# [Records from a collection]
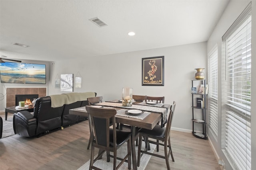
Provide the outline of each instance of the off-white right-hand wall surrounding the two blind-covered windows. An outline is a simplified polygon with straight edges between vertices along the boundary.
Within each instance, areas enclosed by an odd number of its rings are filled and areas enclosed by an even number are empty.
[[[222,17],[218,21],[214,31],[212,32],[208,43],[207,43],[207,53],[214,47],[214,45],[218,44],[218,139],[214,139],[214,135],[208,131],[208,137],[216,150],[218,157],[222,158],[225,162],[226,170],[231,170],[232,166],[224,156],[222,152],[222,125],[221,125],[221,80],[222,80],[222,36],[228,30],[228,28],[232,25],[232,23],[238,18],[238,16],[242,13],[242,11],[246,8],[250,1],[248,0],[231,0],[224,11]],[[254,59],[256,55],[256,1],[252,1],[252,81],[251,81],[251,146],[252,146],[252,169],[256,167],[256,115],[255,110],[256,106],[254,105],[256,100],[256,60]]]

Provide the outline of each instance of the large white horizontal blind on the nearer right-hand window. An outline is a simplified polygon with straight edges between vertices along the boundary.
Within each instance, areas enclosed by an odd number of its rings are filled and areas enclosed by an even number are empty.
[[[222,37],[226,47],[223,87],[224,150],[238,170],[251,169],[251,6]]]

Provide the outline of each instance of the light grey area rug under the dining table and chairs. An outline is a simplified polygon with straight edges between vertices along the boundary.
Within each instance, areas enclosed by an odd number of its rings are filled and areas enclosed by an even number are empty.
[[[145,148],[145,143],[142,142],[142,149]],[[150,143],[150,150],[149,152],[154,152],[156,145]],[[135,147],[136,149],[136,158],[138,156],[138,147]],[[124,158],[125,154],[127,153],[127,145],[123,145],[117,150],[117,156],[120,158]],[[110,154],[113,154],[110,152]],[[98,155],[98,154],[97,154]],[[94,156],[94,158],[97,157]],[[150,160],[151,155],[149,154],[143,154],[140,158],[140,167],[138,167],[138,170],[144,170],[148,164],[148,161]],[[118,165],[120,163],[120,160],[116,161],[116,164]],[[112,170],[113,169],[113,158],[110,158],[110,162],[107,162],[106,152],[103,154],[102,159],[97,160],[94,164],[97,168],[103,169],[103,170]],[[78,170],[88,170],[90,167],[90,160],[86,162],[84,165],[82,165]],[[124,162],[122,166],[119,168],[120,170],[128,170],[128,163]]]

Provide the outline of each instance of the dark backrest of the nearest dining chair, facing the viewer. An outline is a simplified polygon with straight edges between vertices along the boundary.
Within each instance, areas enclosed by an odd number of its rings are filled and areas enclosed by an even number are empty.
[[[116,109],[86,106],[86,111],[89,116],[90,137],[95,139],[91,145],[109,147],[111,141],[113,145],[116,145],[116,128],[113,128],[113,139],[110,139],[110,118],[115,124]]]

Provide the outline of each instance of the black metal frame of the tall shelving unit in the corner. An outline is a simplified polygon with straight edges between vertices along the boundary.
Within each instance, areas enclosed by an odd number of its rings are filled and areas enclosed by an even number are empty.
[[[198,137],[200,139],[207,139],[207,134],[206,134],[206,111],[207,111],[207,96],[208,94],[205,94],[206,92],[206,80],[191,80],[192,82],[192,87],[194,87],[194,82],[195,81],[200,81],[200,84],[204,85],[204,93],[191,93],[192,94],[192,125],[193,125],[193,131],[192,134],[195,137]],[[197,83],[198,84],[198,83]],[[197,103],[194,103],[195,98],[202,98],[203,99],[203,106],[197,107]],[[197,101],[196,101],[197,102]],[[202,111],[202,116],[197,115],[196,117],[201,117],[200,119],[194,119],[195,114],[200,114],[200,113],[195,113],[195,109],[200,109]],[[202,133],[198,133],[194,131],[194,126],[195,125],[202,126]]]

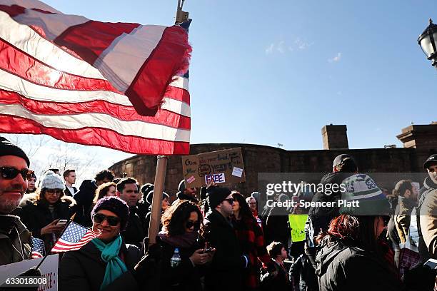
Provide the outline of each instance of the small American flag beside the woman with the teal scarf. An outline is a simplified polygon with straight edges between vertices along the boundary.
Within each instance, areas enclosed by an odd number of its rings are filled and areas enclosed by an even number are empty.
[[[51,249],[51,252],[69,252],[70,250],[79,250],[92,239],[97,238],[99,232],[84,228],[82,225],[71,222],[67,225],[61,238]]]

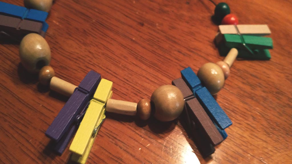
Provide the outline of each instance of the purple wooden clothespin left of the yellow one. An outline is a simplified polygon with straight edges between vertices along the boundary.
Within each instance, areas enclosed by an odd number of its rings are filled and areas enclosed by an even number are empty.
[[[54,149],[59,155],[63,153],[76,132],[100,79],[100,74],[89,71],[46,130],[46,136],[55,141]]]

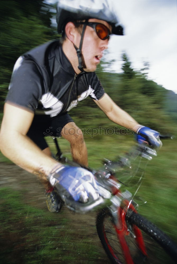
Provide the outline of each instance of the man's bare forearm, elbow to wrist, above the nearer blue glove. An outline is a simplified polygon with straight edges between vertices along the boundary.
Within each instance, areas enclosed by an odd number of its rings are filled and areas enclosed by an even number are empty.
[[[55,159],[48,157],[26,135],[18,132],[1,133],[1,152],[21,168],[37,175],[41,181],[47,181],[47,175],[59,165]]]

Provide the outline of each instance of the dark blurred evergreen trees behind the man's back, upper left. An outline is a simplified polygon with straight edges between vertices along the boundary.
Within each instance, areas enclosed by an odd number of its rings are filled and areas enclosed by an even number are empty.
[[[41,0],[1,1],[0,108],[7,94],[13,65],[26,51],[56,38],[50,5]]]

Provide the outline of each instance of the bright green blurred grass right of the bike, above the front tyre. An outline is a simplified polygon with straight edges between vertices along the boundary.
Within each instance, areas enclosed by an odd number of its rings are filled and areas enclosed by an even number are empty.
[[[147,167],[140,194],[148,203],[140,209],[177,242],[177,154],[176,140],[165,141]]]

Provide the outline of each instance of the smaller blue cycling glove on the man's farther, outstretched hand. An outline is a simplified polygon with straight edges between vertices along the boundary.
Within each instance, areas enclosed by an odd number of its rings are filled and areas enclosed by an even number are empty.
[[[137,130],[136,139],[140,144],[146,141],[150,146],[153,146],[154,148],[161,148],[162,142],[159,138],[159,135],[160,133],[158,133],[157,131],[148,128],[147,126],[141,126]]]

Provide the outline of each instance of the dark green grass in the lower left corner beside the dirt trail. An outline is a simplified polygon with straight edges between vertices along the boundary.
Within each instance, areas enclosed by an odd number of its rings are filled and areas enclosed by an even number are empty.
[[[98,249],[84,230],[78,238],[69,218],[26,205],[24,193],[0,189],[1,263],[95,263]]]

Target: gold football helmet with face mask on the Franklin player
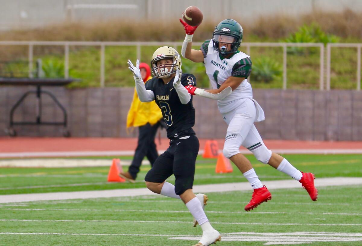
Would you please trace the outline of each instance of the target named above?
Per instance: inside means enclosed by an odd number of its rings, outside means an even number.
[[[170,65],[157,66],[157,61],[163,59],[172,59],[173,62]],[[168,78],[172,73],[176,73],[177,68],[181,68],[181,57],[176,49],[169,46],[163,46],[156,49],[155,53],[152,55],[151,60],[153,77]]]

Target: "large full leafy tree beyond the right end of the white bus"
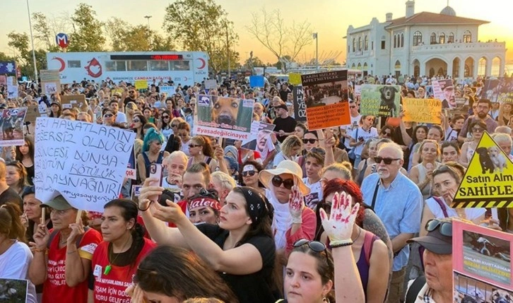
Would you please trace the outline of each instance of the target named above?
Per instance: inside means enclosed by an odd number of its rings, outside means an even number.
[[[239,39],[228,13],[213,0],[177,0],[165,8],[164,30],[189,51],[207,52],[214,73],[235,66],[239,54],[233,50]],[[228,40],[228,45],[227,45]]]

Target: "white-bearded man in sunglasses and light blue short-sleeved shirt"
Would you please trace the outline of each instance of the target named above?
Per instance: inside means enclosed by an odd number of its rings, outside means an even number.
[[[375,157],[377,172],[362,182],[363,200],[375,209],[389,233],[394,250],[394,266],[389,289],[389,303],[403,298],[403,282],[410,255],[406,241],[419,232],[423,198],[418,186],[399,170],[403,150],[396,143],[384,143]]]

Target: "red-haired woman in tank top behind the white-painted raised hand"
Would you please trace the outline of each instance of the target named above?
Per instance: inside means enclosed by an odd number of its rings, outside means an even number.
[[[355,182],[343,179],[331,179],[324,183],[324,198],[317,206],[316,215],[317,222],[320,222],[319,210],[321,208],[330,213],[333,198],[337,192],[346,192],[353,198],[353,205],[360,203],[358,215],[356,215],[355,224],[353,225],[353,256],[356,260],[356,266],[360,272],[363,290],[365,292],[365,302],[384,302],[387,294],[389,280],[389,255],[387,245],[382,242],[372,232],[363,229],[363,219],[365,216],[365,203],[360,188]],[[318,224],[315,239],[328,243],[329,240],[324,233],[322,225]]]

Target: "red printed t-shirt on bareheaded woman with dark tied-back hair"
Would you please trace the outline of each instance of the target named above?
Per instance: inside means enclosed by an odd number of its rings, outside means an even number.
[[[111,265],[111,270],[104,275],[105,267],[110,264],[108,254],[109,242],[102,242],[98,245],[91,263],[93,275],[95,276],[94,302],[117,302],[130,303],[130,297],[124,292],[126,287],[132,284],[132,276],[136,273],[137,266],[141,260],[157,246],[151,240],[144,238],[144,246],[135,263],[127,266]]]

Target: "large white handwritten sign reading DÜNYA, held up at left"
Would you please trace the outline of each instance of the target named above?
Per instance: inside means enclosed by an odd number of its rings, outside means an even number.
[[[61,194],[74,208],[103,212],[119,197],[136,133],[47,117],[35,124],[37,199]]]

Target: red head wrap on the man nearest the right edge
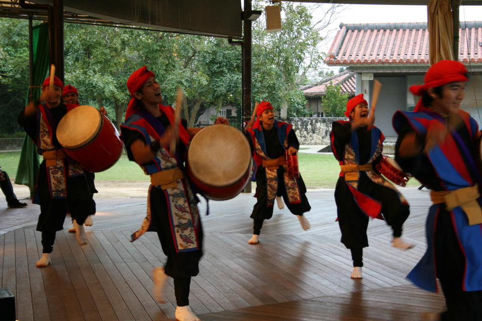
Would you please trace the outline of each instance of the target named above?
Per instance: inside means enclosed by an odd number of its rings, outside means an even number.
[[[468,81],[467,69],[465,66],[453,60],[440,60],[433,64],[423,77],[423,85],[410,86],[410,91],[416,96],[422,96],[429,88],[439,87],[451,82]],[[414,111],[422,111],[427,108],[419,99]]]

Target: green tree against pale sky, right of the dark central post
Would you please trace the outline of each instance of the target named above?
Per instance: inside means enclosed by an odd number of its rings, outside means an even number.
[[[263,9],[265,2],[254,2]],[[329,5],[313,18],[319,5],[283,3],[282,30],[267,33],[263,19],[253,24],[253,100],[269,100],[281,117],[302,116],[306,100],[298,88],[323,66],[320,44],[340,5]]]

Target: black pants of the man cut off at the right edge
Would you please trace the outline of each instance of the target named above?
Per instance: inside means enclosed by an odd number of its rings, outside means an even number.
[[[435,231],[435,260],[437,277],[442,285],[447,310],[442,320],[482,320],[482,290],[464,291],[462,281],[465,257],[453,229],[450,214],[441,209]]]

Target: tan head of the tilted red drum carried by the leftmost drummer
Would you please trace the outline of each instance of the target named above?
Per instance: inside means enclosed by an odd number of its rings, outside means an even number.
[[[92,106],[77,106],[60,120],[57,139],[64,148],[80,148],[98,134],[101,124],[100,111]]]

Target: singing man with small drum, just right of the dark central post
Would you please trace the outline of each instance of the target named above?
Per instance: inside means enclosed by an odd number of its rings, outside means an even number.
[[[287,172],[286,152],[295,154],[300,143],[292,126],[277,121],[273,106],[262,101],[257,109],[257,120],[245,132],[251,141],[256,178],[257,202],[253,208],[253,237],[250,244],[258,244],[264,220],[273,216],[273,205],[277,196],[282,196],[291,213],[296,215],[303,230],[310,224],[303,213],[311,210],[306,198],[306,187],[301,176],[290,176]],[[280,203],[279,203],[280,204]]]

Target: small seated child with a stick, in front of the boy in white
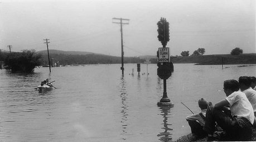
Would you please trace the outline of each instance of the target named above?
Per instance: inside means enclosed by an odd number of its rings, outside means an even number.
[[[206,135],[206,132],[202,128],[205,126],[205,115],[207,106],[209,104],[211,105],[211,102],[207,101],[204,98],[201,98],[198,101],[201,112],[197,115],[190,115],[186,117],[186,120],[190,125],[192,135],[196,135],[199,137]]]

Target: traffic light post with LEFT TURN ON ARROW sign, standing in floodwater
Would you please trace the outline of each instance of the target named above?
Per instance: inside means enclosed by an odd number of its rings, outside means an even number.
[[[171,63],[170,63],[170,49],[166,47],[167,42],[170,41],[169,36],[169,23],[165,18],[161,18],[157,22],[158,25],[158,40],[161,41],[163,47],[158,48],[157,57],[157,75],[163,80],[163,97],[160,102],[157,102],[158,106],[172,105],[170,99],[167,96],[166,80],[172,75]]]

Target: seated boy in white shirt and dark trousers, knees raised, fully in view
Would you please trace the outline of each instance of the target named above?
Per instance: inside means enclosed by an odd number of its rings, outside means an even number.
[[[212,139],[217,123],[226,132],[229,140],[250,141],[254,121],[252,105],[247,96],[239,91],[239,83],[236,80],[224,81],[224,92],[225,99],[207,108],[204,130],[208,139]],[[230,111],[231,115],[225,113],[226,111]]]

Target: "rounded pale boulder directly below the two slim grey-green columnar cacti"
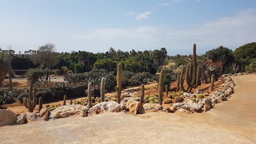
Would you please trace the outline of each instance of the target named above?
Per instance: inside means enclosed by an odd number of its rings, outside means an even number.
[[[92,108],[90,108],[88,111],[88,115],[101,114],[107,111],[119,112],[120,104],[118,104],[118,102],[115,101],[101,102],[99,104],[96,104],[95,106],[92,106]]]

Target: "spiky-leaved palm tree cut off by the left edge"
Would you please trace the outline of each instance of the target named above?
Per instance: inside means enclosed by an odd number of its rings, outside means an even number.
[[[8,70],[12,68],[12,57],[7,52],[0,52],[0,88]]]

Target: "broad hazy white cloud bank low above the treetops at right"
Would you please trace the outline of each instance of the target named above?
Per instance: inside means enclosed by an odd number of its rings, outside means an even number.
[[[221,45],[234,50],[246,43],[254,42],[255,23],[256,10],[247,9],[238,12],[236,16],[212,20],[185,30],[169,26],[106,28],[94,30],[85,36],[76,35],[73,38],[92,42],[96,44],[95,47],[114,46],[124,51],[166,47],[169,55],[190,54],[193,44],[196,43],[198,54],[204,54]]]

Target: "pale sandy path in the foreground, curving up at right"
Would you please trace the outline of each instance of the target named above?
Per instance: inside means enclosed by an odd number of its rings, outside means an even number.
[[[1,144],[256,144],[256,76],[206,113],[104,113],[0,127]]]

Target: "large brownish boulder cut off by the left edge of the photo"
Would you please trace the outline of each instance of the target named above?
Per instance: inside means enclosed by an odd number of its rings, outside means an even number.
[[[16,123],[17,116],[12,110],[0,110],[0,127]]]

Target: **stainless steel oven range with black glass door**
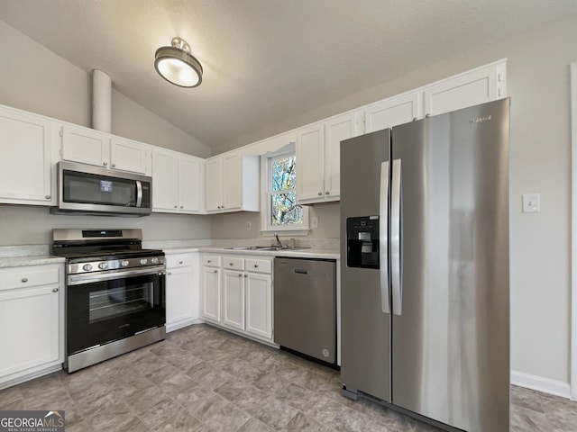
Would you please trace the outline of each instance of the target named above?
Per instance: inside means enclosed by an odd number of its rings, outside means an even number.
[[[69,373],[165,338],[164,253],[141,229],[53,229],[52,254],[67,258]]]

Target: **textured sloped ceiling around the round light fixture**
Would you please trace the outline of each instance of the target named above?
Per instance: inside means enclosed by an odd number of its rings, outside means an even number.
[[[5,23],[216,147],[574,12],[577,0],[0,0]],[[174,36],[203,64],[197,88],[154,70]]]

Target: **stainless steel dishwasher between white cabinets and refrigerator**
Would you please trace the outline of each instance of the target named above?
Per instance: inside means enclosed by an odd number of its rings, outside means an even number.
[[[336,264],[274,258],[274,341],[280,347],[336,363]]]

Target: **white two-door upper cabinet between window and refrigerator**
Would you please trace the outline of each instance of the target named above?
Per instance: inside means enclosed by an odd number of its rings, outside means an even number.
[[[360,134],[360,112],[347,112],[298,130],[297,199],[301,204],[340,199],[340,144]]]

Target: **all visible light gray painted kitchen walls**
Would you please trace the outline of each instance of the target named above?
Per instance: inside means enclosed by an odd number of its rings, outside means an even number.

# [Aim of the task]
Write down every line of the data above that includes the string "boulder".

# [The answer]
Target: "rounded pale boulder directly below the two slim grey-green columnar cacti"
Target: "large brownish boulder cut off by the left edge of the photo"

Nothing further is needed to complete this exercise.